┌─ ФРАГМЕНТ ТЕКСТА

7739.fb2
Борцы - это, как правило, молодые люди, в той или иной степени уверовавшие в собственное знание решения социальной проблемы и действовавшие в соответствии со своей верой.
В конце пятидесятых - начале шестидесятых преобладали марксистско-ревизионистские концепции "поправления" социализма. Типичной в этом отношении была подпольная ленинградская группа-организация Хахаева-Ронкина, программа которой имела наиболее выразительное название: "От диктатуры бюрократии к диктатуре пролетариата". Троцкистский душок программы едва ли имел своим источником демагогию троцкистского противостояния "сталинизму". Скорее то был прямой результат элементарной логики "честного марксистского мышления", в базе которого материалистическое мировоззрение, социальный пафос "молодого" Маркса и минимум, как нынче модно говорить, национальной самоидентификации. Молодые, "марксистски подкованные" еврейские юноши, как правило, возглавлявшие группы марксистского толка, безусловно сочувствовали сионистскому движению, но все же тогда, в начале шестидесятых, сионизм рассматривали как частное явление, в известном смысле даже отвлекающее умы от головной линии-идеи прогресса марксистского преобразования всемирной социальности. Советский вариант социализма виделся им подпорченным, а то и грубо искаженным спецификой русской истории и русским менталитетом. Однако откровенно русофобские концепции на этой почве стали возникать значительно позже. Евреи или русские - неомарксисты пятидесятых-шестидесятых - были по сути "советскими людьми", но безнадежная "закольцованность" официальной идеологии уже не оставляла им места в идеологическом пространстве, как позднее, в конце шестидесятых и в семидесятых годах, не нашлось места вполне безобидному варианту так называемого "официального национал-большевизма".

└─

→ ЗАДАНИЯ:
**A.** Какое название, согласно фрагменту текста, носила программа ленинградской группы-организации Хахаева-Ронкина?
**B.** Назовите все составляющие, которые фрагмент текста относит к базе «честного марксистского мышления».

┌─ ИСХОДНЫЕ МАТЕРИАЛЫ

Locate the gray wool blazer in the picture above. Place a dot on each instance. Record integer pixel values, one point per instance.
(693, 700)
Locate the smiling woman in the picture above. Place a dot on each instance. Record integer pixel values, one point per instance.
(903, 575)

└─

→ ОТВЕТЫ:
**A.** «От диктатуры бюрократии к диктатуре пролетариата».

**B.** Материалистическое мировоззрение, социальный пафос «молодого» Маркса и минимум национальной самоидентификации.